▶ _Given data_
§
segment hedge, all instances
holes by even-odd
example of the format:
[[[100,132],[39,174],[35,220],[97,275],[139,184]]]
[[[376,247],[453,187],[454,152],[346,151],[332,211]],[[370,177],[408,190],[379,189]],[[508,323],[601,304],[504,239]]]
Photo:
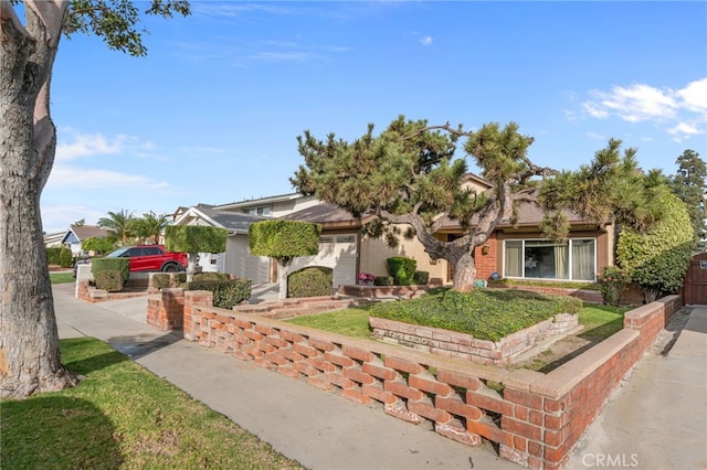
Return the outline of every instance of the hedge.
§
▶ _Exercise_
Extract every line of the entries above verbatim, leaving out the picture.

▶ _Final answer_
segment hedge, all instances
holes by even-odd
example of the format:
[[[100,132],[39,174],[35,220],[97,275],[139,184]]]
[[[376,247],[453,187],[454,152],[346,151],[332,211]],[[370,177],[408,190],[379,189]],[[508,323],[601,304],[504,239]]]
Photo:
Return the outline of every instance of the hedge.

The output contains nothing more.